━━ PROVIDED INFORMATION ━━
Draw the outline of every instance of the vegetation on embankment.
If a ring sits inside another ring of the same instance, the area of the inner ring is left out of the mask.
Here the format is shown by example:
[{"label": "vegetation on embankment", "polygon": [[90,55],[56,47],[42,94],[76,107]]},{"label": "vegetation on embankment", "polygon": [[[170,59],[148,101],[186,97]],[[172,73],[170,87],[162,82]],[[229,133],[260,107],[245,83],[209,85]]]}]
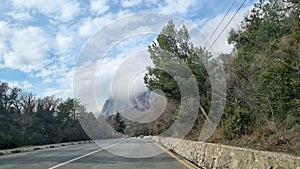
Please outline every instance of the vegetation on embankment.
[{"label": "vegetation on embankment", "polygon": [[[228,42],[234,45],[234,51],[229,57],[223,55],[225,59],[219,58],[225,63],[227,74],[226,106],[217,130],[208,141],[299,155],[299,17],[299,1],[260,0],[245,17],[241,29],[229,33]],[[145,83],[150,90],[163,91],[179,108],[181,96],[177,84],[181,78],[158,68],[165,52],[172,54],[169,63],[187,64],[196,77],[201,108],[186,138],[197,140],[211,101],[211,84],[203,65],[203,61],[209,62],[209,51],[195,47],[187,29],[177,30],[172,22],[149,46],[154,67],[148,69]]]}]

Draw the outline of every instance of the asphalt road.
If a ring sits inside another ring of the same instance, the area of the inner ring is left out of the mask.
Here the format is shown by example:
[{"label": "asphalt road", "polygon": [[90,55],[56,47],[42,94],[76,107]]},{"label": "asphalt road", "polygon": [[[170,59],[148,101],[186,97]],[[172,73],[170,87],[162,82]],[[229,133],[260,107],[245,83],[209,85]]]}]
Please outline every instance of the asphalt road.
[{"label": "asphalt road", "polygon": [[[160,147],[146,138],[102,140],[97,144],[79,144],[0,156],[0,169],[188,168],[184,161],[162,151]],[[150,156],[154,152],[162,153]],[[145,157],[147,154],[149,157]]]}]

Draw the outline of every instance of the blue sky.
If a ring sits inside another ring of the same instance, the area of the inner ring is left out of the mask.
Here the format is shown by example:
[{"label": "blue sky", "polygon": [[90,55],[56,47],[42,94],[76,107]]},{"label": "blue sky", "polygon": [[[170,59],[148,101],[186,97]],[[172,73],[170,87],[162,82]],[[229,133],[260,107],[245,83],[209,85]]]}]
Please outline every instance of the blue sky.
[{"label": "blue sky", "polygon": [[[136,13],[160,13],[180,17],[209,37],[233,1],[4,0],[0,6],[0,81],[38,96],[73,97],[73,76],[80,52],[91,36],[107,24]],[[216,35],[242,2],[236,1]],[[227,32],[231,27],[238,27],[254,2],[248,0],[220,36],[214,45],[217,53],[231,51],[232,47],[226,44]],[[111,50],[108,54],[111,59],[102,63],[99,83],[111,81],[101,79],[109,79],[106,76],[122,62],[124,56],[118,58],[119,55],[146,50],[151,38],[155,36],[140,37],[135,42],[128,40]],[[99,101],[101,107],[103,100],[110,96],[104,91],[100,93],[105,93]]]}]

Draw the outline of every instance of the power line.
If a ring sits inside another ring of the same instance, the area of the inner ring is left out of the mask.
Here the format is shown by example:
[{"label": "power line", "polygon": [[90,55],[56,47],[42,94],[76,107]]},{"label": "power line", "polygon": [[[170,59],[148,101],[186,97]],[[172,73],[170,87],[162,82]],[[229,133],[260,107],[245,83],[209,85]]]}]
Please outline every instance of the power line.
[{"label": "power line", "polygon": [[225,29],[228,27],[228,25],[230,24],[230,22],[233,20],[233,18],[236,16],[236,14],[242,9],[242,7],[244,6],[244,4],[246,3],[247,0],[244,0],[244,2],[242,3],[242,5],[238,8],[238,10],[234,13],[234,15],[230,18],[229,22],[227,22],[226,26],[223,28],[223,30],[219,33],[218,37],[215,39],[215,41],[212,43],[212,45],[210,46],[210,48],[208,50],[210,50],[214,44],[216,43],[216,41],[220,38],[220,36],[222,35],[222,33],[225,31]]},{"label": "power line", "polygon": [[232,4],[231,7],[228,9],[228,11],[226,12],[226,14],[223,16],[222,20],[219,22],[218,26],[215,28],[215,30],[213,31],[213,33],[210,35],[210,37],[208,38],[208,40],[206,41],[205,45],[207,45],[207,43],[211,40],[211,38],[215,35],[216,31],[219,29],[219,27],[221,26],[221,24],[223,23],[224,19],[226,18],[226,16],[228,15],[228,13],[230,12],[230,10],[233,8],[234,4],[236,3],[237,0],[235,0]]}]

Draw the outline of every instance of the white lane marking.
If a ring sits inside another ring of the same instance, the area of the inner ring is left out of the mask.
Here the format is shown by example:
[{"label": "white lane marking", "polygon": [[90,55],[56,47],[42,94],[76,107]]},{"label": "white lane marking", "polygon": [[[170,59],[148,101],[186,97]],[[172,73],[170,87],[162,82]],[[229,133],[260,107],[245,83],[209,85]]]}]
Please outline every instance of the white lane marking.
━━━
### [REQUEST]
Please rewrite all of the lines above, replacing "mask" with "region" and leaving everything else unchanged. Leave the pictures out of your answer.

### [FINAL ANSWER]
Draw the outline of every instance of the vegetation on embankment.
If a ring sits inside another ring of the same instance, the area of the inner ring is left out of the region.
Here the format is shown by example:
[{"label": "vegetation on embankment", "polygon": [[90,55],[56,47],[42,94],[76,107]]},{"label": "vegetation on embankment", "polygon": [[[170,59],[148,101],[186,97]],[[172,73],[170,87],[162,82]],[[229,133],[260,107],[245,83],[209,85]]]}]
Please outline every instance of the vegetation on embankment.
[{"label": "vegetation on embankment", "polygon": [[[228,42],[234,45],[234,51],[229,57],[223,55],[225,59],[219,58],[225,63],[227,74],[226,106],[217,130],[208,141],[299,155],[299,17],[299,1],[260,0],[245,17],[241,29],[229,33]],[[145,83],[150,90],[163,91],[179,108],[181,96],[177,84],[181,78],[158,68],[165,52],[172,54],[169,63],[187,64],[196,77],[201,108],[186,138],[197,140],[211,101],[211,84],[203,65],[203,61],[209,62],[209,51],[195,47],[187,29],[177,30],[172,22],[149,46],[154,67],[148,69]]]}]

Draw the outline of every instance of the asphalt road.
If a ring sits inside another ring of the same instance, the area of the inner ring is left out of the region.
Here the format is shown by example:
[{"label": "asphalt road", "polygon": [[90,55],[56,47],[42,94],[76,107]]},{"label": "asphalt road", "polygon": [[[170,59],[148,101],[186,97]],[[172,73],[170,87],[162,82]],[[229,133],[260,107],[245,83],[209,85]]]}]
Please outline every instance of the asphalt road.
[{"label": "asphalt road", "polygon": [[[160,147],[146,138],[102,140],[97,144],[79,144],[0,156],[0,169],[188,168],[184,161],[162,151]],[[150,156],[154,152],[162,153]],[[145,157],[147,154],[149,157]]]}]

Draw the outline of every instance of the blue sky.
If a ring sits inside another ring of the same instance, the area of the inner ring is left out of the region.
Here the format is shown by example:
[{"label": "blue sky", "polygon": [[90,55],[56,47],[42,94],[76,107]]},{"label": "blue sky", "polygon": [[[170,59],[148,101],[186,97]],[[172,73],[170,87],[162,82]],[[229,133],[260,107],[245,83],[209,85]]]}]
Please outline every instance of the blue sky.
[{"label": "blue sky", "polygon": [[[136,13],[160,13],[180,17],[209,37],[233,1],[4,0],[0,6],[0,81],[38,96],[73,97],[73,76],[80,52],[91,36],[107,24]],[[216,35],[242,2],[236,1]],[[227,32],[231,27],[238,27],[254,2],[248,0],[220,36],[214,45],[217,53],[231,51],[232,47],[226,44]],[[111,50],[108,54],[111,59],[102,63],[99,83],[111,81],[101,79],[109,79],[106,76],[122,62],[124,56],[118,58],[119,55],[146,50],[151,38],[155,36],[140,37],[135,42],[128,40]],[[99,101],[101,107],[103,100],[110,96],[104,91],[100,93],[105,93]]]}]

Draw the outline of every instance of the power line.
If a ring sits inside another ring of the same instance, the area of the inner ring is left out of the region.
Here the format is shown by example:
[{"label": "power line", "polygon": [[90,55],[56,47],[42,94],[76,107]]},{"label": "power line", "polygon": [[[170,59],[148,101],[186,97]],[[172,73],[170,87],[162,82]],[[229,133],[260,107],[245,83],[209,85]]]}]
Please outline every instance of the power line.
[{"label": "power line", "polygon": [[225,29],[228,27],[228,25],[230,24],[230,22],[233,20],[233,18],[236,16],[236,14],[242,9],[242,7],[244,6],[244,4],[246,3],[247,0],[244,0],[244,2],[242,3],[242,5],[238,8],[238,10],[234,13],[234,15],[230,18],[229,22],[227,22],[226,26],[223,28],[223,30],[219,33],[218,37],[215,39],[215,41],[212,43],[212,45],[210,46],[210,48],[208,50],[210,50],[214,44],[216,43],[216,41],[220,38],[220,36],[222,35],[222,33],[225,31]]},{"label": "power line", "polygon": [[232,4],[231,7],[228,9],[228,11],[226,12],[226,14],[223,16],[222,20],[219,22],[218,26],[215,28],[215,30],[213,31],[213,33],[210,35],[210,37],[208,38],[208,40],[206,41],[205,45],[207,45],[207,43],[211,40],[211,38],[215,35],[216,31],[219,29],[219,27],[221,26],[221,24],[223,23],[224,19],[226,18],[226,16],[228,15],[228,13],[230,12],[230,10],[233,8],[234,4],[236,3],[237,0],[235,0]]}]

Draw the outline of every instance of the white lane marking.
If a ring sits inside another ring of the same instance, the area of the inner ring is left out of the region.
Here the format is shown by example:
[{"label": "white lane marking", "polygon": [[90,55],[56,47],[42,94],[76,107]]},{"label": "white lane marking", "polygon": [[[170,59],[148,101],[186,97]],[[172,73],[170,87],[162,82]],[[229,133],[260,107],[245,83],[209,85]]]}]
Please outline every instance of the white lane marking.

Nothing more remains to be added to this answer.